Saved entries
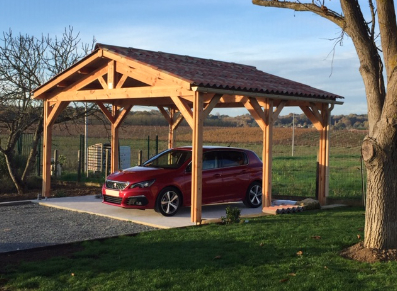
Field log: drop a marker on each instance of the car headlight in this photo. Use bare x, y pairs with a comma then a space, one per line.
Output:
144, 184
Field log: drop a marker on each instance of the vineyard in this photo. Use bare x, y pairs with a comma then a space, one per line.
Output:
294, 167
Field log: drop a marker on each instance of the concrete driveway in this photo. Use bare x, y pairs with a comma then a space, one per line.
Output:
91, 204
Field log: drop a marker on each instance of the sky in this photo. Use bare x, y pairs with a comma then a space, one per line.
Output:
293, 45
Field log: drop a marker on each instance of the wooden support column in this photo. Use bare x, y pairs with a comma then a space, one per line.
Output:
320, 119
197, 157
173, 122
116, 117
265, 121
323, 154
267, 154
50, 114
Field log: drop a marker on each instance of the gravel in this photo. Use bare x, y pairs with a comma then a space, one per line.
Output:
32, 225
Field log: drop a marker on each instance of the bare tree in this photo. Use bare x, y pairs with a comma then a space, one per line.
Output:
26, 62
379, 148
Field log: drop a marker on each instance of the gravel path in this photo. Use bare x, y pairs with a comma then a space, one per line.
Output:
32, 225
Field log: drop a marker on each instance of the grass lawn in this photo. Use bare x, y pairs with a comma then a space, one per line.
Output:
285, 252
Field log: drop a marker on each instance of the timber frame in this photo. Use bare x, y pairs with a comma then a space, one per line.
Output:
117, 78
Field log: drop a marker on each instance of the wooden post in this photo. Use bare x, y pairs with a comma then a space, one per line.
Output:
139, 157
323, 186
50, 114
114, 148
79, 165
47, 139
107, 154
197, 157
321, 121
267, 155
171, 129
55, 164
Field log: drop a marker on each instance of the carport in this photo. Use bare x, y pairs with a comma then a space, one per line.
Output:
183, 87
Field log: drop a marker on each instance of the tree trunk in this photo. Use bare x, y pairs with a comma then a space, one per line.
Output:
380, 157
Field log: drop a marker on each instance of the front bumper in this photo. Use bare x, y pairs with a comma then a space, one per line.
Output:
127, 202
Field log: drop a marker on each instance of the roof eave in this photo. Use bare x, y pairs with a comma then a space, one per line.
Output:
266, 95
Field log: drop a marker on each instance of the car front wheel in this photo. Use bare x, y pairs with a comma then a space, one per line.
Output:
253, 198
168, 201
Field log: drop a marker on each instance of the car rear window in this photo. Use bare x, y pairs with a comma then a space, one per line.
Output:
169, 159
233, 159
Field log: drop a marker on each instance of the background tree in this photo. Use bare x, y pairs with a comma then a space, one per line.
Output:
26, 62
379, 148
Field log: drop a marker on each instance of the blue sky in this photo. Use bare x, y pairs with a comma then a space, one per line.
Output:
292, 45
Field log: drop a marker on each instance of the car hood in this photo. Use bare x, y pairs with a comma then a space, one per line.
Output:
138, 174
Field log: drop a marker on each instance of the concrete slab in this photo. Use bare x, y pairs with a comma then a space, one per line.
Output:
91, 204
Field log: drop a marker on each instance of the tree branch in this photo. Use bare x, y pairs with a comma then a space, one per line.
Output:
320, 10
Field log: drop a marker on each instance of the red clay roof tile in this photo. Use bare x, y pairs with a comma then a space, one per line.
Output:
221, 75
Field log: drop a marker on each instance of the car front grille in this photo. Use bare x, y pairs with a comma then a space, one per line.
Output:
112, 199
116, 185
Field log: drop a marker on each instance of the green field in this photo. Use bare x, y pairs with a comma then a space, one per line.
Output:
283, 252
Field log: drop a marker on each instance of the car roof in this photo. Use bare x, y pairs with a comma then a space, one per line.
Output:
209, 148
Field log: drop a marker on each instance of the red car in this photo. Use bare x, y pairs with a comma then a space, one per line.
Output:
163, 182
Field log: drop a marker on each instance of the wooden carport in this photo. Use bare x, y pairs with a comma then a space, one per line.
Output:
182, 87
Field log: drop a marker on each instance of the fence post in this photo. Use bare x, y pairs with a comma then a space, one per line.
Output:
55, 164
157, 144
148, 147
106, 162
139, 157
82, 151
38, 160
78, 165
317, 176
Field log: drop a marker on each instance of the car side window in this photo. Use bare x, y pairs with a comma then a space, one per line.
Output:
210, 160
233, 159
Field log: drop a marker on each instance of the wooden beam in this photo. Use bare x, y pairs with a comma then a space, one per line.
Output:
111, 74
277, 112
146, 69
165, 114
121, 93
122, 115
105, 111
211, 105
103, 82
121, 82
184, 109
255, 110
197, 158
177, 121
38, 92
313, 117
143, 76
84, 71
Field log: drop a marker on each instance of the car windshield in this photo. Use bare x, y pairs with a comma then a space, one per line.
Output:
170, 159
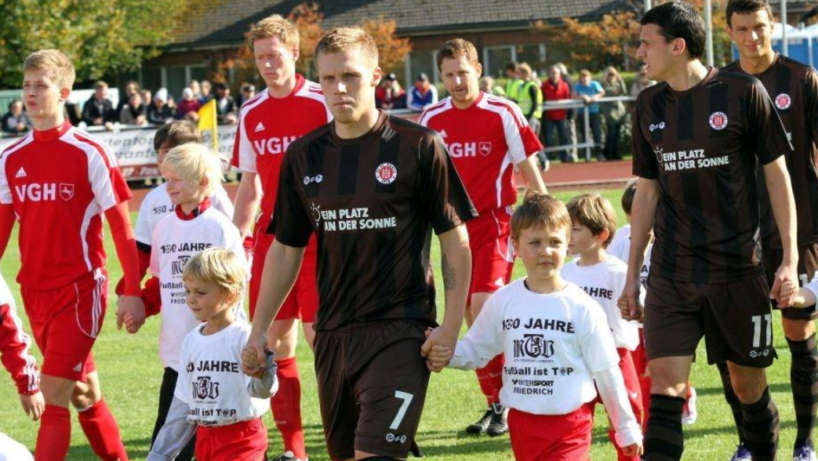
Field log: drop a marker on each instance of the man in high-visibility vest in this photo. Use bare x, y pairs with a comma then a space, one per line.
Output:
529, 98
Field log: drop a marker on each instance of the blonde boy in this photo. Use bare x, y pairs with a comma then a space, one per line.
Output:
557, 344
57, 182
225, 405
192, 173
593, 224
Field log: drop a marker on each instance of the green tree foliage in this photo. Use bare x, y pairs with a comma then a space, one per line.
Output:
100, 36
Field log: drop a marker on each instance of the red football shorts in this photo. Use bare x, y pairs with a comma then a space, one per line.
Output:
244, 441
491, 250
302, 302
551, 437
66, 322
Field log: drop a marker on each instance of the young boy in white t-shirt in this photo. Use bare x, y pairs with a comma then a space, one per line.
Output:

YOUR ASSIGNMENT
Set down all of the entries exactly as they stand, without any image.

ANSWER BOX
Field log: drop a marker on each instance of the car headlight in this photo. Use bare x, y pairs with a comma then a space, one per line.
Output:
144, 184
Field log: drop a marker on each instance of the vineyard in this photo. Use bare x, y pairs with a comma then a space, one per line.
Output:
294, 167
Field log: drop a marker on each instance of the concrete driveway in this photo. Use bare x, y pairs with a comma then a space, one per line.
Output:
91, 204
Field log: drop a marker on each instance of the sky in this photo. Use bare x, y pairs with a comma then a space, one per line.
Output:
293, 45
Field log: drop a marker on each instance of the wooden support column in this photo. Use bare x, y pairs with a comma then a space, one per line.
Output:
320, 119
197, 157
173, 122
116, 117
265, 121
323, 154
267, 154
50, 114
Field log: drop a marker on each instance of the gravel in this photo. Use bare x, y pairs with a comma then a space, one per line.
Output:
32, 225
Field log: drop a marker on each instance of the bare tree in this photo. Use bare x, y pairs with a comma then a space, one per line.
Output:
26, 62
379, 148
Field log: drop a marker on each instance of the gravel path in this photo. Use bare x, y pairs with a comma then a space, one per line.
Output:
32, 225
Field log: drop a marker on each instance of the grass lawn in this photo. Use bare x, y pairs with a comma then a space, one per line.
Output:
285, 252
Field log: drop a marker on each instance of the timber frame in this photo. Use bare x, y pairs with a comma then a space, one per line.
Output:
117, 78
Field log: drop a marker on each instance of the wooden post in this photo. Use bare x, y pairs with a comma then a space, one per line.
Output:
139, 157
323, 186
50, 114
114, 148
79, 165
47, 139
107, 154
197, 157
321, 121
267, 155
171, 129
55, 164
Field log: drop a marker on each instance of the carport in this photo. Use bare x, y pairs with a comma then a space, one per line.
Output:
183, 87
Field log: drop a marker on each instance of the tree trunk in this photo. Use bare x, y pairs with a comma then a space, one per line.
Output:
380, 157
Field log: drop a marker on each instance of the front bumper in this photo. Use bare x, y pairs with a comma then a space, one per line.
Output:
127, 202
Field log: drop a marker on each instance of the roof eave in this photo. Use bare x, y pairs with a comma then a space, one per line.
Output:
266, 95
Field log: drop a marker on each instance of the car front wheel in this photo. Use bare x, y pairs with a comma then a space, one per line.
Output:
253, 198
168, 201
Field log: drop a marker on each instance of the car rear window in this photo. Use bare x, y pairs with a comma then a space, one per line.
Output:
169, 159
233, 159
Field log: drop a marker on each instance of the background tree in this photo. Use bare x, y pairs with a comma then a space, one per line.
Output:
26, 62
379, 148
Field log: drop a marker on each instance of the blue sky in this photo. Use bare x, y pairs with a comma then a space, one per line.
Output:
292, 45
Field log: drop a marker on each instance of the car hood in this photo. Use bare x, y pairs with a comma then a space, one per line.
Output:
138, 174
Field log: drop a marker on each instance of the concrete slab in this photo. Use bare x, y pairs with a comma then a space, one per line.
Output:
91, 204
Field log: drop a marker on each instance of the tree branch in this photo. Use bare x, y pairs with a comma then a space, one per line.
Output:
320, 10
Field log: drop a marker on each instance of the red clay roof tile in this photo. Use bare x, y pairs with a comma then a space, one per line.
Output:
221, 75
Field log: drop a marker on each instance of the car front grille in this photo. Use bare x, y pairs with a comma then a space, one per line.
Output:
112, 199
116, 185
Field log: drop a marker on each instance of the green field in this photo. Use bare x, y pairs with a comma then a space, one per line.
Output:
283, 252
Field log: drop a marker on each instance of the car roof in this photo. Use bare x, y pairs with a comma then a space, one per line.
Output:
209, 148
Field log: drop a marker on each instance of the red car in this photo. Use bare x, y pairs with a comma then a space, one per line.
Output:
163, 182
Field log: drop a marker on each instance of the wooden carport in this photo. Use bare x, y pairs with a comma then a space, one per line.
Output:
182, 87
Field log: drop a marker on each instance of the fence post in this photo. Use bare x, y pairs with a comma then a space, one per line.
Output:
55, 164
157, 144
148, 147
106, 162
139, 157
82, 151
38, 160
78, 165
317, 176
Field log: drop a marker on each instance of the car side window in this photo. Use bare x, y pairs with a comma then a space, one per line.
Output:
210, 160
233, 159
Field log: drop a marker on each instance of the wooden beam in this photo. Use bare x, y pairs with a comma then a space, one per line.
Output:
111, 74
277, 112
146, 69
165, 114
121, 93
122, 115
105, 111
211, 105
103, 82
121, 82
184, 109
255, 110
197, 158
177, 121
38, 92
313, 117
143, 76
84, 71
Field log: drop a marker on each instance of the car windshield in this photo. Use bare x, y pairs with a comma then a space, one per line.
Output:
170, 159
Field log: drop a marker on each instance of the man in high-visibility vest in this photo. Use bare x, y pairs with a comma then a space, one per line.
Output:
529, 98
Field log: drop a marker on each instance of the blonde boy in this photo. Use bare x, y pairs with a comma then a space, one per line.
Output:
557, 344
57, 182
225, 405
192, 173
593, 224
Field log: drop a marker on each instance of the green tree foliage in this photo. Use bare x, y pairs with a comma then a space, one per line.
Output:
100, 36
Field log: drop a marker on each instance of the red football shorts in this photo. Use bare x, y pairs with a comma then a space, one per line.
Output:
244, 441
491, 250
302, 302
551, 437
66, 322
Field log: drop a marker on each instance of the young boy in white t-shirt in this photo. Use bare x, y pairs with a comma then a space, one per line.
Output:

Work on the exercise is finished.